Task to complete: List every line in the rows below that contains the word "bridge", copying each one in full.

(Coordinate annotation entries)
#####
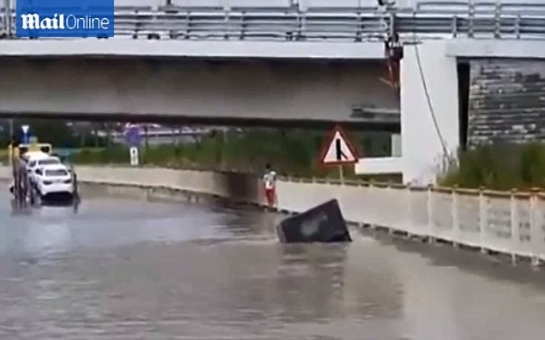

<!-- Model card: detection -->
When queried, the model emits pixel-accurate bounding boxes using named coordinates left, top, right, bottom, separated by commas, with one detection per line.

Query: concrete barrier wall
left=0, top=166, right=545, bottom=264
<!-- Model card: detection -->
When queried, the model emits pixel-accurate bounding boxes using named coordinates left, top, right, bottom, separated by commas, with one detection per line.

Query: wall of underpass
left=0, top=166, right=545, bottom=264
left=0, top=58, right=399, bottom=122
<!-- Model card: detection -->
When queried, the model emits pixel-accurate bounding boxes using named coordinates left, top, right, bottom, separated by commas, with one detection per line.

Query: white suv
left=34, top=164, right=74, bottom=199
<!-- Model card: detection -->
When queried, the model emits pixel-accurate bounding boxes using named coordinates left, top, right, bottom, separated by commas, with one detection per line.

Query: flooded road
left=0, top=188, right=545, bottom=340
#####
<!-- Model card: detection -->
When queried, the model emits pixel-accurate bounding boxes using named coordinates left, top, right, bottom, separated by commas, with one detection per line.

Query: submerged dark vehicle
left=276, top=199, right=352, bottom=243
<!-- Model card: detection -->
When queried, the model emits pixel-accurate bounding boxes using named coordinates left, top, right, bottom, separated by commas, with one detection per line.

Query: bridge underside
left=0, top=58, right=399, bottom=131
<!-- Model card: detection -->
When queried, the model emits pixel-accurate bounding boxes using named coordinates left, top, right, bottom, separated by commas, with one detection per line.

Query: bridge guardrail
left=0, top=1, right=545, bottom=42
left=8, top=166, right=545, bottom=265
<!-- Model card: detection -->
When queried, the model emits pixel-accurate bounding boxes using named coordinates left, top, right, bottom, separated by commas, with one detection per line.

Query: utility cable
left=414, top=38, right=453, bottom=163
#####
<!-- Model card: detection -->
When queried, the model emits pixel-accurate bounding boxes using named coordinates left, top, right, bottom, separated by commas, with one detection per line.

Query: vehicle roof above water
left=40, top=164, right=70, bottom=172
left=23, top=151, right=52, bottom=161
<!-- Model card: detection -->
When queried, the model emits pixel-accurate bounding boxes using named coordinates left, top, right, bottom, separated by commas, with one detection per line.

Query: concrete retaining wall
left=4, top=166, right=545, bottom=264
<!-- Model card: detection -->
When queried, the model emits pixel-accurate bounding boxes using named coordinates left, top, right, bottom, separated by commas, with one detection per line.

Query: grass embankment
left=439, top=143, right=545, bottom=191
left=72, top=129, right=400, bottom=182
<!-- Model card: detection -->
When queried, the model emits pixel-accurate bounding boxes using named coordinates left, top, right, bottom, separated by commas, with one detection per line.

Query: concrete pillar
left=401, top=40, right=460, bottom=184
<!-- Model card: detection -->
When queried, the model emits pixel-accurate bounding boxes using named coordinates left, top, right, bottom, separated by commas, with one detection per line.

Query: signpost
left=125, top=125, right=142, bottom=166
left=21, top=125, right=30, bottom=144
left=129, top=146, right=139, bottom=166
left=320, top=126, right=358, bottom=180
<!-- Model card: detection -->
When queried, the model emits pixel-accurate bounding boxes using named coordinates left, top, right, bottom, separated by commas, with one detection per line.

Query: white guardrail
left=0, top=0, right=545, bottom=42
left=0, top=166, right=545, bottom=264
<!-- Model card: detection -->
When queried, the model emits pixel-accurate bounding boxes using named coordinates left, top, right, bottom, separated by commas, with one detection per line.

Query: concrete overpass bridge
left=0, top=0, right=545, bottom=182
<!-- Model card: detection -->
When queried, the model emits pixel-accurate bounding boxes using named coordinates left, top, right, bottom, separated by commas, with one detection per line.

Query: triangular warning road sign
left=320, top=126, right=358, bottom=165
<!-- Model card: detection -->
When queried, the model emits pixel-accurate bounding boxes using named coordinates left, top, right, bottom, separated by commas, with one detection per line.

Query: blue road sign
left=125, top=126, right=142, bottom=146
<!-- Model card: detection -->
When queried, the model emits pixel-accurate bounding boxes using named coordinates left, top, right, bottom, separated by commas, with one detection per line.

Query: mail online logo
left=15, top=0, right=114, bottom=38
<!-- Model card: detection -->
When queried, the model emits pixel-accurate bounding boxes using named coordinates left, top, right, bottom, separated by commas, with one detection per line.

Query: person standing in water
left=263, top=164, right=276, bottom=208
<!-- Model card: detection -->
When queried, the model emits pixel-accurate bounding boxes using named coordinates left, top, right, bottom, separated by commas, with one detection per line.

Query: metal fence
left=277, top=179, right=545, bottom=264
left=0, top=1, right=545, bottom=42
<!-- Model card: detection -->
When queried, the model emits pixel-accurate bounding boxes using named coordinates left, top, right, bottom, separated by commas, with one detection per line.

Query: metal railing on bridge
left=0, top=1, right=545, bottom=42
#####
The result:
Query: bridge underside
Query: bridge guardrail
Query: concrete overpass bridge
Query: metal railing on bridge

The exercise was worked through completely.